:: Фрагмент текста
Это предположение безусловного сознания составляет необходимую предпосылку всякого акта нашего сознания. Мы уже видели, что со–знать, осмыслить что бы то ни было — именно и значит найти некоторое безусловное сверхпсихологическое содержание сознания, которое составляет истину или смысл сознаваемого. Или есть этот сверхвременный смысл, которого мы ищем, или тщетно наше искание. Или в самом деле все, что мы стремимся сознать, от века осознано в Безусловном, или же нет вовсе той истины, которая составляет искомое нашего сознания; нет того, что со–знается нами; но в таком случае и само наше сознание есть чистая иллюзия.

Безусловное сознание, — вот та необходимая точка опоры, которая предполагается всяким нашим субъективным, антропологическим сознанием. Без этой точки опоры все в моем сознании погружается во мрак, все исчезает — и материя, и форма, все смешивается в хаос субъективных переживаний, над которым я не в силах подняться: ибо я могу сознавать только при свете безусловного сознания. Всякий акт моего сознания предполагает, что сознаваемое от века осознано в безусловном; всякое искание моей мысли предполагает некоторый сверхвременный «смысл», которого я ищу, т. е. некоторый сверхвременный акт безусловной мысли.
::::
◆ **Задания**:
a) Переведите на английский язык предложение из отрывка о безусловном сознании: «Или есть этот сверхвременный смысл, которого мы ищем, или тщетно наше искание.»
b) Перепишите отрывок о безусловном сознании от слов «Это предположение безусловного» до слов «есть чистая иллюзия.» включительно, заменив «иллюзия» на «видимость».
c) Допишите отрывок о безусловном сознании, начав сразу после его последнего предложения.
Данные, приведенные далее, — самостоятельный материал, не связанный с фрагментом.
:: Список данных
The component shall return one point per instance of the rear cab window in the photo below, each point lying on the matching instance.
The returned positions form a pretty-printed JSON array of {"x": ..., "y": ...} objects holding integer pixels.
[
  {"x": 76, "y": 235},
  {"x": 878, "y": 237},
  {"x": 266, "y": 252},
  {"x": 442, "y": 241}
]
::::
◆ **Ожидаемые ответы**:
a) Either this supratemporal meaning that we seek exists, or our seeking is in vain.

b)
Это предположение безусловного сознания составляет необходимую предпосылку всякого акта нашего сознания. Мы уже видели, что со–знать, осмыслить что бы то ни было — именно и значит найти некоторое безусловное сверхпсихологическое содержание сознания, которое составляет истину или смысл сознаваемого. Или есть этот сверхвременный смысл, которого мы ищем, или тщетно наше искание. Или в самом деле все, что мы стремимся сознать, от века осознано в Безусловном, или же нет вовсе той истины, которая составляет искомое нашего сознания; нет того, что со–знается нами; но в таком случае и само наше сознание есть чистая видимость.

c)
Вникнув в сущность основного предположения нашего сознания, мы откроем дальнейшие его определения. — Сознать что бы то ни было — значит найти единую истину, единый смысл сознаваемого; наших человеческих мнений и мыслей может быть беспредельное множество, но истина — одна для всех. И сознать — значит отнести сознаваемое к этому единому, для всех обязательному смыслу — истине.

Истина это — такое содержание сознания, которое для всех едино, — такая мысль о сознаваемом, которая для всех обязательна. Вместе с тем истина необходимо предполагается нами как мысль всеохватывающая, объемлющая все действительное и возможное. Всякий акт моего сознания предполагает, что о всяком возможном предмете сознания есть только одна истина, что есть только одна возможная мысль, которая выражает собою смысл всего сознаваемого. Иначе говоря, истина предполагается нами, как мысль единая и в то же время всеобъемлющая, т. е. как всеединая мысль. Есть истина обо всем и в то же время истина — едина. Стало быть, истина есть единое и все в одно и то же время. И это единство истины есть единство безусловной мысли обо всем.

Если бы истина не была всеединою мыслью, то могли бы быть две противоречивые истины об одном и том же. Тогда могло бы быть объективно истинным и то, что была пуническая война, и то, что ее не было, и то, что это белое пятно на горизонте — гора, и то, что оно — облако. Тогда было бы суетным самое наше стремление сознать, т. е. найти единый смысл, единую безусловную мысль о сознаваемом. Сказать, что есть единая истина — значит утверждать, что есть единая безусловная мысль обо всем.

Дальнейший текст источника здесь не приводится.